== Objective ==
Report each line of the data below that contains the string "rocky", copying every matching line in full.

## BEGIN Task input

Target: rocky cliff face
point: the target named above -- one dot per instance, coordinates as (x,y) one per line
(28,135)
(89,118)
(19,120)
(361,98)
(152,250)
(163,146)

## END Task input
## BEGIN Task input

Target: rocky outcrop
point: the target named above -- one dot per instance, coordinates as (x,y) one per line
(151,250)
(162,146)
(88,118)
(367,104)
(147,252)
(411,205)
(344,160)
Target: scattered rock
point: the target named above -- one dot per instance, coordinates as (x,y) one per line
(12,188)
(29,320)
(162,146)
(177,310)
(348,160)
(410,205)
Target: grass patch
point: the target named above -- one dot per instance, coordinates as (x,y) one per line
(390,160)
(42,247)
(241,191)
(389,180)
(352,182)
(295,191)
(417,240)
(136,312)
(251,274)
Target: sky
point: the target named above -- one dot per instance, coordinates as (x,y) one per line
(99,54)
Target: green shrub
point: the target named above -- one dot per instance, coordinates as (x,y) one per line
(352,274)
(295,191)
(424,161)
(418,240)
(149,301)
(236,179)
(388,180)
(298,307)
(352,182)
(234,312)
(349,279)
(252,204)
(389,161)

## END Task input

== The result ==
Target: rocky cliff face
Target: rocky outcrop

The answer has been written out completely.